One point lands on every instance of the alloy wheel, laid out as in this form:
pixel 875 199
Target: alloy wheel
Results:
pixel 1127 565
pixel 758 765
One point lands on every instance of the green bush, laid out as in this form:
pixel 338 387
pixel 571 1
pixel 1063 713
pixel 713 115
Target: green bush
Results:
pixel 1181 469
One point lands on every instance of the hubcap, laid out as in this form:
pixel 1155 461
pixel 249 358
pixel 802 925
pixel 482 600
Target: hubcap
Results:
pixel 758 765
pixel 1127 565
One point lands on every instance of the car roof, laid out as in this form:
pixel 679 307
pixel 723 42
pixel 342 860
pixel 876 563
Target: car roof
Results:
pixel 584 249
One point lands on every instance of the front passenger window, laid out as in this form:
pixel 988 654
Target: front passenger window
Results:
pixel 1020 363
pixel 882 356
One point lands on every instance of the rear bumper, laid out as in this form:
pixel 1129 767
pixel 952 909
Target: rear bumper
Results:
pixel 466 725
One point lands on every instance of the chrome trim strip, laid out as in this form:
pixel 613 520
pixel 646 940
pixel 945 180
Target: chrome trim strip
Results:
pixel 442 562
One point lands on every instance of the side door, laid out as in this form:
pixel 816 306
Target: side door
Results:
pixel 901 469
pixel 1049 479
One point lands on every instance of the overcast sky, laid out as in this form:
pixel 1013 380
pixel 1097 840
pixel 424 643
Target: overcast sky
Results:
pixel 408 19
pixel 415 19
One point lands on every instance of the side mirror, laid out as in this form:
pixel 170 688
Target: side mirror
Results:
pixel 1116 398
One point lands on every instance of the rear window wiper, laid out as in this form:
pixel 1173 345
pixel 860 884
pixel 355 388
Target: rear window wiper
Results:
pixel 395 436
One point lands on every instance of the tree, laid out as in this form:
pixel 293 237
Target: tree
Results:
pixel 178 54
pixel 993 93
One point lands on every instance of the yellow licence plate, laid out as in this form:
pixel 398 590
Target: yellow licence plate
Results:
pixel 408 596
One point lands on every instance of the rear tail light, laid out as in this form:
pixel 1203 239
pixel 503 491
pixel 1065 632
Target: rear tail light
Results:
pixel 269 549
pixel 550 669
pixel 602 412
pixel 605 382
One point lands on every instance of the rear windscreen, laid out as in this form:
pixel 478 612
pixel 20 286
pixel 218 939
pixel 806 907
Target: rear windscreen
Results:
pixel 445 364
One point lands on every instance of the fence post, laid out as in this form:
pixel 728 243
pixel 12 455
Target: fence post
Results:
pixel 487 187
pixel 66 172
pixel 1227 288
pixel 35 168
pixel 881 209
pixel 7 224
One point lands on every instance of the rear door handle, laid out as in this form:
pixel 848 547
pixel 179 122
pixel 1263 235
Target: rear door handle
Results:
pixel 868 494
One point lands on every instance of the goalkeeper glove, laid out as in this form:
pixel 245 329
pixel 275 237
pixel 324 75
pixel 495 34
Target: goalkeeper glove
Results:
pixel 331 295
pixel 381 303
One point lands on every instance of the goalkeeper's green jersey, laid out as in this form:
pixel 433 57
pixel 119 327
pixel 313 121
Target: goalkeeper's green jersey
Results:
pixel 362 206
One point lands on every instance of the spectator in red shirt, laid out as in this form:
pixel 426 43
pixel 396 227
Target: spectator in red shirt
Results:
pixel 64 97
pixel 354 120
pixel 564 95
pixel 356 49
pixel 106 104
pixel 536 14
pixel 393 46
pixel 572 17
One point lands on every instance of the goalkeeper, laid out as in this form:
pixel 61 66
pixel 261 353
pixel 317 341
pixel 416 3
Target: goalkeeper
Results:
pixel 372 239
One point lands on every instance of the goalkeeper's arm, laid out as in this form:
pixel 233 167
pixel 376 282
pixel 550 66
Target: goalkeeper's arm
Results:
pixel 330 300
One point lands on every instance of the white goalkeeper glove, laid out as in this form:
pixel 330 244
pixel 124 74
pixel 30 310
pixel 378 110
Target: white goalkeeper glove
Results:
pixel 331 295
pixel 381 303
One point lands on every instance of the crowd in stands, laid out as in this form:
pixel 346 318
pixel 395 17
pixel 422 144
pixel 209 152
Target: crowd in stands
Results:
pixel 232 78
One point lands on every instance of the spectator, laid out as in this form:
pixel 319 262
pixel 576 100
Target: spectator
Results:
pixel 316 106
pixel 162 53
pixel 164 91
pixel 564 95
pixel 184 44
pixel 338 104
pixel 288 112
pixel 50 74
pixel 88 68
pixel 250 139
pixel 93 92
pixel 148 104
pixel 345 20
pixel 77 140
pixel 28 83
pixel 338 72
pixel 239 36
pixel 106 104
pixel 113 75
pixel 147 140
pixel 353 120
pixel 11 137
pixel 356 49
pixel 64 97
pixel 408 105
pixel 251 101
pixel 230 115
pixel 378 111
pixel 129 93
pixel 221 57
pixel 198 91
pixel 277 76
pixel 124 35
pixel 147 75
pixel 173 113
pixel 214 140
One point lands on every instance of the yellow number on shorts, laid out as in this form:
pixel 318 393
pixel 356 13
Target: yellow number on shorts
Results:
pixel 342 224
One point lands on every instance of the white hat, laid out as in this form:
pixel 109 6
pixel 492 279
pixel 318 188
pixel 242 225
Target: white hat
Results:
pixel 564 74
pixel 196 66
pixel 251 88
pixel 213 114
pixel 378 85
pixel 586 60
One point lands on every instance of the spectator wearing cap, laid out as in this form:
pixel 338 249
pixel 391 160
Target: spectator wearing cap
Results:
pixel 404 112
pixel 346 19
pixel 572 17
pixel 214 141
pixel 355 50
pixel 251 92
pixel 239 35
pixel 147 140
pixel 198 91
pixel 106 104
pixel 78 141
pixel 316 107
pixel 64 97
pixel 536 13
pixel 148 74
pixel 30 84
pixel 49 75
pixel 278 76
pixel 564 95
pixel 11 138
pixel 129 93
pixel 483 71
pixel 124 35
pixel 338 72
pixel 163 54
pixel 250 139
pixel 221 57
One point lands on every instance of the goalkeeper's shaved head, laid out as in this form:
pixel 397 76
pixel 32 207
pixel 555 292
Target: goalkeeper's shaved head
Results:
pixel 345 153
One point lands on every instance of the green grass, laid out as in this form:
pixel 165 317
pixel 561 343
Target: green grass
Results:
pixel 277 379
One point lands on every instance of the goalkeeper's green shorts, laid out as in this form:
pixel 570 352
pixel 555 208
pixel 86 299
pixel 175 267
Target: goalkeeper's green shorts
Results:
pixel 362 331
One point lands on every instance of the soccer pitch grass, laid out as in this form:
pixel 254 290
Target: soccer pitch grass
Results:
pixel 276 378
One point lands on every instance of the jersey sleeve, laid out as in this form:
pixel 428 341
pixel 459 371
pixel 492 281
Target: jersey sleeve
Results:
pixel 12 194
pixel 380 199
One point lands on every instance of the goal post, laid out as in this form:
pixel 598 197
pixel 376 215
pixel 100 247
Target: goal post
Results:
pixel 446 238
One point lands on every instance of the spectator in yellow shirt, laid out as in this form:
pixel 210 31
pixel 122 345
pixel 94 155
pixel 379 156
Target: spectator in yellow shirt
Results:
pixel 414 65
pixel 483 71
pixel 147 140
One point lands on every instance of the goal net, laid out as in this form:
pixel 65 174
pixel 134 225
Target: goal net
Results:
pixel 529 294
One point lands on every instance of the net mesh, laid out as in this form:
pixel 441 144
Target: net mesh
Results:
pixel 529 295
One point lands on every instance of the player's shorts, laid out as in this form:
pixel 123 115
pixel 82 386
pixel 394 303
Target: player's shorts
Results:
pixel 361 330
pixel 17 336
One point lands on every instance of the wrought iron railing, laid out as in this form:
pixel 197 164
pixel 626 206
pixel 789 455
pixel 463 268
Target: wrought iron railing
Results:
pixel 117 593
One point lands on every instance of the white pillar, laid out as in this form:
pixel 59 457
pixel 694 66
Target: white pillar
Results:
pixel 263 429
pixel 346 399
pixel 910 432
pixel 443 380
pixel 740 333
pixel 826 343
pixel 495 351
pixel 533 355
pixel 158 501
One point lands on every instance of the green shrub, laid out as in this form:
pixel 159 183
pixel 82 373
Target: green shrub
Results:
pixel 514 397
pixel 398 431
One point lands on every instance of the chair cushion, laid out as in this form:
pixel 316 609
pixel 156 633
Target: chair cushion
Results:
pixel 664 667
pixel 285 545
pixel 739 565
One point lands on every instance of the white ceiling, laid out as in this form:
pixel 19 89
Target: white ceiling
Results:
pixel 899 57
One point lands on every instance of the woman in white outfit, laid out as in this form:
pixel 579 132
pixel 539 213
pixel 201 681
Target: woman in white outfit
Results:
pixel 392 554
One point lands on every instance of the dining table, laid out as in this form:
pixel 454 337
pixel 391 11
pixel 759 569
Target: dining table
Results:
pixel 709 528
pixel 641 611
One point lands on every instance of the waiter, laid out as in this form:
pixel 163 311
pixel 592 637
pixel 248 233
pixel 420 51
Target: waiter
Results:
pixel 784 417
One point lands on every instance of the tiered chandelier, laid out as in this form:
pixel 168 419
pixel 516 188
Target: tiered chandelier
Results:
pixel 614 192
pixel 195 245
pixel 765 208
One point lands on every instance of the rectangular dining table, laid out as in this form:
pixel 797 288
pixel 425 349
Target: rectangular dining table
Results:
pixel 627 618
::::
What you will do. Retype the items between the line holding "One point lands on every instance of the spectator, laid" and the line holding "pixel 77 140", inclusive, with no changes.

Response to the exercise.
One point lands on every instance of the spectator, laid out as in this form:
pixel 319 262
pixel 576 100
Target: spectator
Results:
pixel 316 106
pixel 162 53
pixel 164 91
pixel 564 95
pixel 184 44
pixel 338 104
pixel 288 112
pixel 50 74
pixel 88 68
pixel 250 139
pixel 93 92
pixel 148 104
pixel 345 20
pixel 77 140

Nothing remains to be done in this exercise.